The a2 Milk Company (A2M) has significantly downgraded its revenue and earnings guidance for the current financial year due to pandemic headwinds.

Big downgrade

The company had revised its guidance as recently as late September, projecting group revenue for the first half of FY21 to land between $725 million and $775 million, and whole-year revenue of $1.8 billion to $1.9 billion.

Those figures have been revised down substantially, with first-half revenue of $670 million and full-year numbers in the range of $1.4 billion to $1.55 billion.

Even the best case scenario — taking the lowest figure ($1.8 billion) from the previous guidance and delivering the higher figure ($1.55 billion) of the new guidance — would mark a 13.9 per cent downgrade in projected yearly revenue.

Yearly earnings before interest, tax, depreciation and amortisation (EBITDA) will also return a lower margin than previously projected.

Group EBITDA margins are now estimated at around 26 to 29 per cent, down from 31 per cent under the previous guidance, trimming the potential profits for the year.

Disrupted markets

The company attributes the downgrade to a raft of market forces as global economies are disrupted amid the COVID-19 pandemic.

a2 had predicted a bounce-back in sales to daigou channels (people re-selling goods back into the Chinese market) in the back half of FY21, but that resurgence hasn’t materialised.

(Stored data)

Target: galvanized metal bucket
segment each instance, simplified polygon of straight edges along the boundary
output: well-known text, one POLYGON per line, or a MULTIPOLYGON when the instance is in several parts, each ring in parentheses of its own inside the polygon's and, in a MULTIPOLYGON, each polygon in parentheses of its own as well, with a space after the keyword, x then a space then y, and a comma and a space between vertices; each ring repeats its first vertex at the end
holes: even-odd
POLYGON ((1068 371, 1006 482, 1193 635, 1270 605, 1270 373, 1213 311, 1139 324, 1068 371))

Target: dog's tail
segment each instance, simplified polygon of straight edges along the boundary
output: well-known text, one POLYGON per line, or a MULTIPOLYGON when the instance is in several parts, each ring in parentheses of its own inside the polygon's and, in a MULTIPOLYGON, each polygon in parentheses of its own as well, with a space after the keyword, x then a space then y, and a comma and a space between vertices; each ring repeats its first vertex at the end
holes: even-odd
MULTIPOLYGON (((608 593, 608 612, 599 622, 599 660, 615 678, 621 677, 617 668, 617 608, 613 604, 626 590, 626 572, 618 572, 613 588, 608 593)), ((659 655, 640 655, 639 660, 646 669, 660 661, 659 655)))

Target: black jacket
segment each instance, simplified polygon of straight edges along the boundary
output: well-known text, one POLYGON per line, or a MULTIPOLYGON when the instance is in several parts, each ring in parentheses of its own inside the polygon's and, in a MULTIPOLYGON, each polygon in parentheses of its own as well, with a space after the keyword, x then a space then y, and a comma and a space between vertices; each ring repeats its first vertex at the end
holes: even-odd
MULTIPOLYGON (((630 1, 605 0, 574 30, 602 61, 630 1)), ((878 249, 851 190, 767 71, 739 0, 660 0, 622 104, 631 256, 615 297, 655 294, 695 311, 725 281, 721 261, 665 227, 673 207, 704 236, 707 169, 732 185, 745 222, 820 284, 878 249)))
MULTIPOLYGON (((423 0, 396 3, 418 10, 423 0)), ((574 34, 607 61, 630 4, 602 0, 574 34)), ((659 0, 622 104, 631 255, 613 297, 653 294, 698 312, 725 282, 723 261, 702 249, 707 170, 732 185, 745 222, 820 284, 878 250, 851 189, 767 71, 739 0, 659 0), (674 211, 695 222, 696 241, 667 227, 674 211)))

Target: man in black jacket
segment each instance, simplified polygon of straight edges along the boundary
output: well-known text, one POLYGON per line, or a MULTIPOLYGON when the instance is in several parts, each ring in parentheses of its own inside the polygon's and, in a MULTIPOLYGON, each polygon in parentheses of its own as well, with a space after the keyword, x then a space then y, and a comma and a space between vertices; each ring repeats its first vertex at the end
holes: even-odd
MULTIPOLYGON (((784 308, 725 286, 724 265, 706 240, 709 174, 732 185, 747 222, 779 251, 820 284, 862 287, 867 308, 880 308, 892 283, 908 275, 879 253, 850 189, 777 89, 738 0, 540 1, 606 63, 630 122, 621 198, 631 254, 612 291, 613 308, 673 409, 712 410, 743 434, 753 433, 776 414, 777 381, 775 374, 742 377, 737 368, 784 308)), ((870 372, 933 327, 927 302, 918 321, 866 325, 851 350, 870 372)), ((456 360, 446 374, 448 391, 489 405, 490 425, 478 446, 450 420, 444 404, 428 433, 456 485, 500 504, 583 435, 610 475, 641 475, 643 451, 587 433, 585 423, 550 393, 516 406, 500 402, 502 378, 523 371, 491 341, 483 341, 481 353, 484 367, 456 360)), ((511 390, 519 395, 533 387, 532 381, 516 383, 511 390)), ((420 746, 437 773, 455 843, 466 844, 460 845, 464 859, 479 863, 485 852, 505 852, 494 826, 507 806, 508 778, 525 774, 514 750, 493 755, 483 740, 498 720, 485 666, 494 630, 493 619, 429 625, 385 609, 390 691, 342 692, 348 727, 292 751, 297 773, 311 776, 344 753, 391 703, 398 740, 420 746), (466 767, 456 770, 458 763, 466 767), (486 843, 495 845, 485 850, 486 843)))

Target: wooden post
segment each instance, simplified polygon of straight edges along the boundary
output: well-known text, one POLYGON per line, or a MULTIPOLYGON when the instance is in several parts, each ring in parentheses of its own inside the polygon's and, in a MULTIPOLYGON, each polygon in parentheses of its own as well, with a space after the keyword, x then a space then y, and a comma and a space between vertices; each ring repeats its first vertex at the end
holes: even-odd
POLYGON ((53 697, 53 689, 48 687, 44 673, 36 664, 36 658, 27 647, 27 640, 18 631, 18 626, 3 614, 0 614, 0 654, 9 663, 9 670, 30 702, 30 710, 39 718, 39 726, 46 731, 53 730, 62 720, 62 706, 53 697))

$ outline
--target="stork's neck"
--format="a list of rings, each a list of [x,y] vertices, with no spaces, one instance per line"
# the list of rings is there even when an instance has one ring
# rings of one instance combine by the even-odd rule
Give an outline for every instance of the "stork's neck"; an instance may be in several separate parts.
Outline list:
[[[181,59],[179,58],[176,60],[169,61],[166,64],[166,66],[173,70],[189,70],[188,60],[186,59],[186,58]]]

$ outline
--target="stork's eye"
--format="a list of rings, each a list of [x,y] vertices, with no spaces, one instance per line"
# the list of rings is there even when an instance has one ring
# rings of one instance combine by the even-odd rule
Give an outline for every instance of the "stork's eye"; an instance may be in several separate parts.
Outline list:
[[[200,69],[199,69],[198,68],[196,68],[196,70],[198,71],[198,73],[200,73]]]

◆ WORK TASK 1 ◆
List every percentage figure that appears in the a2 Milk Company guidance article.
◆ WORK TASK 2 ◆
Please write what follows the last sentence of the a2 Milk Company guidance article.

◆ RESULT 1 ◆
13.9 per cent, 26 per cent, 29 per cent, 31 per cent

◆ RESULT 2 ◆
The company attributes this largely to a lack of travel from China, with the downturn being deeper and more protracted than previously expected.

The cross-border eCommerce (CBEC) channel has also suffered — in part due to its interdependency with the daigou channel.

Daigou shoppers play an important role in stimulating demand for the CBEC channel, so both avenues to sales have suffered as a result of the diagou downturn.

While the 11/11 online sales still demonstrated year-on-year growth, that growth was smaller than predicted.

Outlook

While there’s no real way to spin the guidance downgrade into good news, there are still segments of the a2 business which are growing, albeit slower than predicted.

The company’s liquid milk brands in Australia and the U.S. have shown solid growth compared to the same period last year.

Revenue from mother and baby stores (MBS) in China has also grown, with first-half revenue growth of over 40 per cent compared to the prior corresponding period.

Brand surveys in the Chinese market also show growth in brand awareness and intention to buy, which bodes well for future expansion.

The company remains confident in its brand and will continue its marketing focus in the back half of the financial year.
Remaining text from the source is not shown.